▶ **TEXT SECTION**:
-- BEGIN --
Companies Amendment Act, 2015 which came into effect from 29th May, 2015 principally aimed at the ease of doing business and brought some landmark changes with it in the newly effected Companies Act, 2013. Some of these amendments will provide the necessary relief to Corporates, and also bring certainty to certain other relaxations that were earlier provided through the rules accompanying the Act.

The Act highlights some key issues and challenges as well, besides bringing some relief to the Corporates. It has served everyone their requisite scoops; starting from the investor point of view it has brought some hefty punishments in violation to acceptance of deposits norms; from the corporate point of view it has sought to address confidentiality and privacy concerns of the business with respect to inspection of resolutions relating to power of board being no more available for inspection; to empowering of auditors by providing them with omnibus approvals in case of related party transactions; to providing of threshold limits for reporting of transactions related to fraud.

Thus the Amendment Act seeks to bring an all quadrant changes to address the key areas which required certain revision and modification in order to make the Act more comprehensive and exhaustive.

ANALYSIS OF THE KEY AMENDMENTS

1. The requirement of the minimum paid up share capital of the private and public company which was Rs. 1,00,000 and Rs. 5,00,000 earlier has been done away with. There are no such requirements anymore; it has been done to bring the ease in doing business.

2. Section 11 of Companies Act, 2013 had the requirement of for filing declaration by the company before commencement of business or exercising its borrowing powers has been omitted.

3. The provision with regard to the company to have common seal has been made optional.

4. Specific Punishment in terms of Section 73 and 76 which deals with “Prohibition on Acceptance of deposits from public” and “Acceptance of deposit from public by certain companies” has been introduced by inserting a new Section 76 A., which elaborates as follows:

  •  Company in addition to the amount of payment of deposit or part thereof and the interest due, be punishable with a fine shall not be less than Rs. 1 crore but which may extend to Rs. 10 crore.
-- END --
▶ **MATERIAL PROVIDED**:
-- BEGIN --
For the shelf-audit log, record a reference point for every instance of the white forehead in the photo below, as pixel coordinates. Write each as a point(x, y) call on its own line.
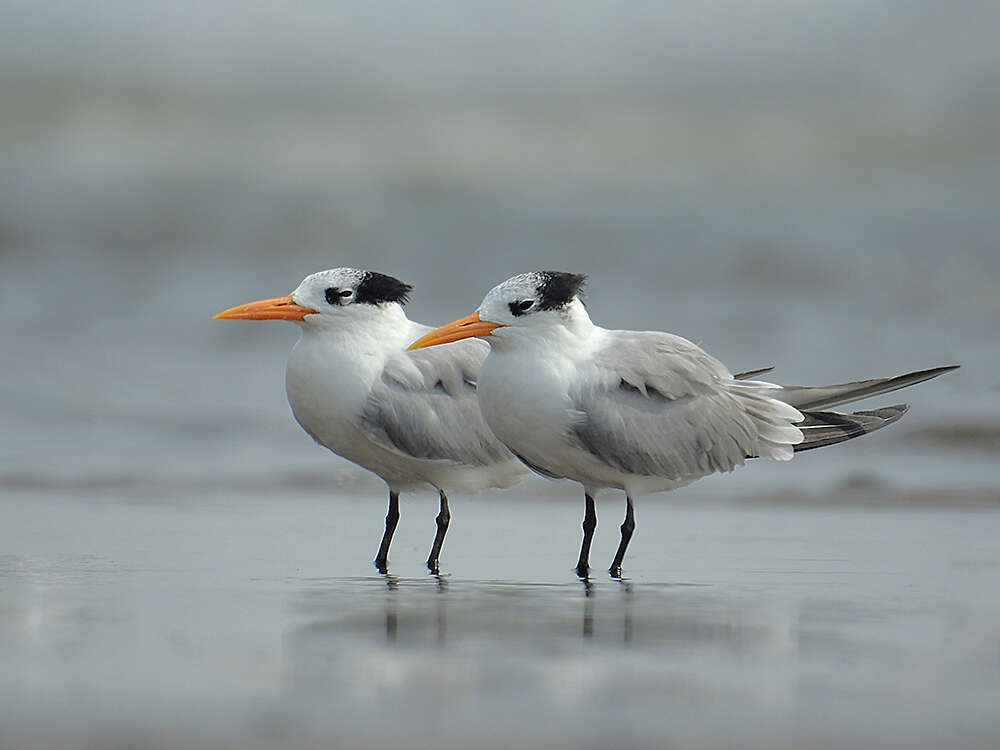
-- END --
▶ **WRITTEN TASKS**:
**1.** In the passage on the Companies Amendment Act, 2015, what was the earlier minimum paid-up share capital required of a public company?
**2.** Do the following statements agree with the passage on the Companies Amendment Act, 2015? For each, answer yes or no and quote the words of the passage that decide it.
(a) Having a common seal is now optional for a company.
(b) The minimum paid-up share capital for private companies was increased.
(c) Under the new punishment, a company's fine may extend to Rs. 50 crore.
**3.** Pick up the passage on the Companies Amendment Act, 2015 from the point where it stops and continue it.

▶ **EXPECTED RESPONSES**:
**1.** Rs. 5,00,000

**2.**
(a) Yes: "The provision with regard to the company to have common seal has been made optional."
(b) No: "has been done away with. There are no such requirements anymore"
(c) No: "which may extend to Rs. 10 crore"

**3.**
  • Every officer in default shall be punishable with imprisonment which may extend to 7 years or with fine not less than Rs 25 lakh but which may extend to Rs.2 crore, or with both.

5. As per the provision of Section 117 (g), all the resolutions passed in respect of Section 179(3), which elaborates on the powers of the Board exercised on behalf of the company by means of resolutions passed at the meeting of Board, had to be filed with Registrar within 30 days of passing of the Public inspection of such resolution has been prohibited now as a new proviso has been inserted after Clause g of 117(3), “no person shall be entitled under Section 399 to inspect or obtain copies of such resolution.

6. Section 123 of the Act, illustrates on “Declaration of Dividend”, which did not have any provision of writing off previous loss as the earlier Act, 1956. But now inserts a new proviso after third proviso of Section 123 (1), “Provided also that no company shall declare dividend unless carried over previous losses and depreciation not provided in the previous year or years are set off against profit of the company for the current year”.

7. Section 124 that relates to Unpaid Dividend Account has now been rectified to include that the equity shares would be transferred only in the case where the dividend remains unpaid or unclaimed for a continuous period of seven years.

8. The Act under Section 143 provided for the fraud, if found by the auditor during the course of performance of his duties, to be reported by him to Central Government has come up with a new threshold limits, which provides a limit up to which the fraud shall be reported to the Audit Committee constituted under Section 177 and be disclosed in its Board’s report and fraud above the prescribed limit to be reported to Central Government. The limits are yet to be decided.

9. The exemptions in regard of Section 185, Loan to Directors, i.e. any loan made or guarantee given or security provided by a holding company to its wholly owned subsidiary and any guarantee or security given in respect of loan given by Bank or Financial Institution is exempted from the provisions of this section, provided such loans are utilised by the subsidiary company for its principal business activities, were provided in its rules have now been included in the Act itself as a matter of substantial importance and profuse vigilance.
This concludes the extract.